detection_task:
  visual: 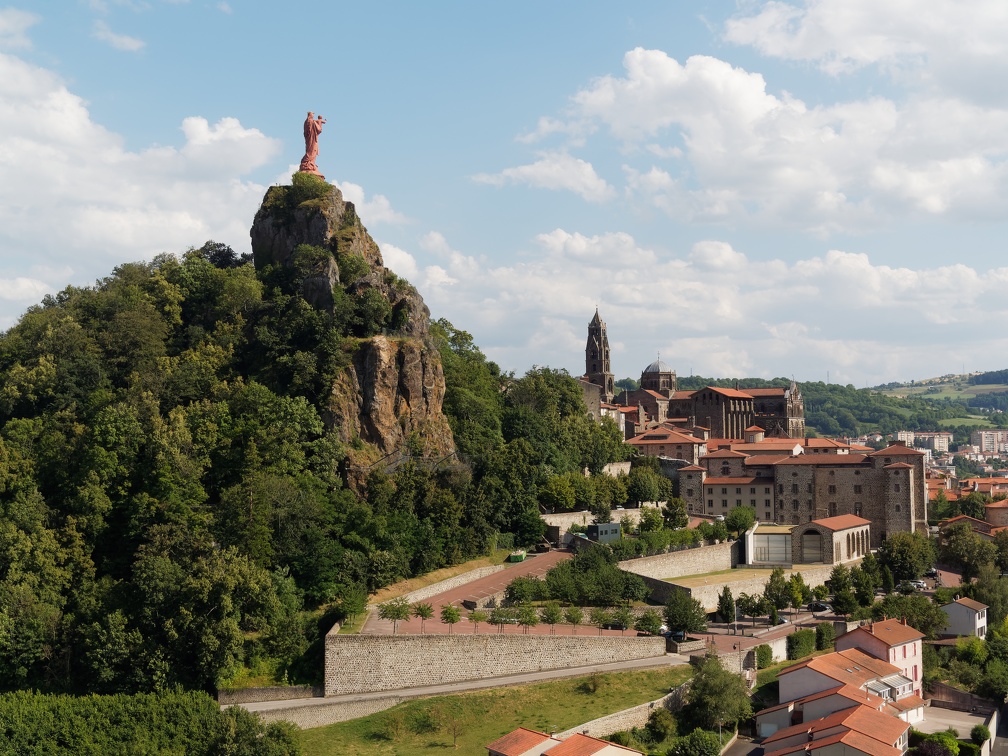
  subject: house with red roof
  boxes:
[835,619,924,697]
[486,729,642,756]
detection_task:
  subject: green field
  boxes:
[298,665,692,755]
[878,382,1008,401]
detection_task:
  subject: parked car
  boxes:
[775,617,790,625]
[808,601,832,613]
[924,567,938,578]
[670,630,687,642]
[910,579,928,590]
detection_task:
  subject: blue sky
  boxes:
[3,1,1008,387]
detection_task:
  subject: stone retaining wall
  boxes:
[676,562,856,612]
[324,631,667,696]
[217,685,319,705]
[373,564,507,608]
[556,691,676,739]
[619,541,737,580]
[258,695,406,729]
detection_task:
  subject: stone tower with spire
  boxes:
[586,308,615,403]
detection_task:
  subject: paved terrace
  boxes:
[360,549,634,636]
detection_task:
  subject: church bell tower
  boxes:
[586,309,615,403]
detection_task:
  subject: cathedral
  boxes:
[583,310,805,440]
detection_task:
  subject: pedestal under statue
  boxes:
[299,111,326,179]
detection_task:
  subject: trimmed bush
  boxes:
[960,743,981,756]
[756,644,773,669]
[815,621,835,650]
[787,628,816,660]
[970,725,991,746]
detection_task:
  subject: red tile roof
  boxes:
[745,388,788,397]
[762,704,908,748]
[946,597,988,612]
[704,477,761,486]
[781,648,900,687]
[868,444,924,457]
[842,618,924,646]
[545,733,643,755]
[704,386,754,399]
[487,727,554,755]
[704,449,749,458]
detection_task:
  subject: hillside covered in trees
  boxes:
[0,177,627,698]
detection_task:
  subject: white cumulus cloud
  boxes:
[473,152,615,203]
[92,20,145,52]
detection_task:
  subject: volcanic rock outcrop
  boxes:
[250,180,455,468]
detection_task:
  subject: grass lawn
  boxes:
[369,549,513,605]
[297,665,692,755]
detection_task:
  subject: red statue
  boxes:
[299,111,326,178]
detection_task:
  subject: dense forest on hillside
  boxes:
[0,240,627,697]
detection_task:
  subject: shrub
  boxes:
[815,621,835,650]
[787,628,816,660]
[970,725,991,745]
[756,644,773,669]
[960,743,981,756]
[671,729,722,756]
[646,707,677,743]
[289,170,330,205]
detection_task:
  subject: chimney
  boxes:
[870,622,875,634]
[902,617,907,626]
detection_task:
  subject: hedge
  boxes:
[815,621,835,650]
[787,628,816,660]
[756,644,773,669]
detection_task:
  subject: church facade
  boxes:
[583,311,805,440]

________

__What this task involves__. Could you retype all the entries exactly, skipping the pictures?

__Solution for this exercise__.
detection_task:
  visual: 
  subject: house with red roof
  boxes:
[835,619,924,697]
[486,729,642,756]
detection_task:
  subject: green field
  boxes:
[298,665,692,755]
[878,382,1008,401]
detection_task:
  subject: parked car
  boxes:
[775,617,790,625]
[808,601,832,613]
[924,567,938,578]
[670,630,687,642]
[910,579,928,590]
detection_task:
  subject: blue sky
  boxes:
[3,1,1008,387]
detection_task:
  subject: stone retaining wall
  boxes:
[676,562,856,612]
[324,631,667,696]
[217,685,319,705]
[373,564,507,608]
[556,691,676,739]
[619,541,737,580]
[258,695,406,729]
detection_task:
  subject: stone tower with spire
  boxes:
[586,308,615,403]
detection_task:
  subject: paved terrace
  boxes:
[360,549,634,636]
detection_task:
  subject: church bell tower
  boxes:
[586,309,615,403]
detection_task:
  subject: cathedral
  boxes:
[583,310,805,440]
detection_task:
  subject: pedestal under statue
  boxes:
[299,111,326,179]
detection_task:
  subject: trimmed bush
  boxes:
[960,743,981,756]
[756,644,773,669]
[815,621,835,650]
[787,628,816,660]
[970,725,991,746]
detection_task:
  subject: red tile roof
  boxes:
[745,388,788,397]
[762,704,908,748]
[946,597,988,612]
[704,477,761,486]
[781,648,900,687]
[868,444,924,457]
[842,618,924,646]
[545,733,643,755]
[704,386,754,399]
[487,727,554,755]
[704,449,749,458]
detection_task:
  subject: hillside covered in trees
  boxes:
[0,177,627,698]
detection_task:
  subject: white cumulus cloud
  boxes:
[473,152,615,203]
[92,20,145,52]
detection_task:
  subject: volcanic rock outcrop
  boxes:
[250,180,455,468]
detection_task:
  subject: grass lawn
  boxes:
[369,549,513,605]
[297,665,692,755]
detection_task:
  subject: red statue
  boxes:
[299,111,326,178]
detection_task:
  subject: dense forest on hillside
  boxes:
[0,240,627,697]
detection_task:
  subject: shrub
  boxes:
[815,621,835,650]
[787,628,816,660]
[970,725,991,745]
[756,644,773,669]
[960,743,981,756]
[671,729,722,756]
[646,707,677,743]
[289,170,330,205]
detection_task:
  subject: chimney
  boxes:
[870,622,875,634]
[902,617,907,626]
detection_task:
  subject: hedge
  boxes:
[815,621,835,650]
[787,628,816,660]
[756,644,773,669]
detection_task:
  subject: church facade
  boxes:
[583,311,805,440]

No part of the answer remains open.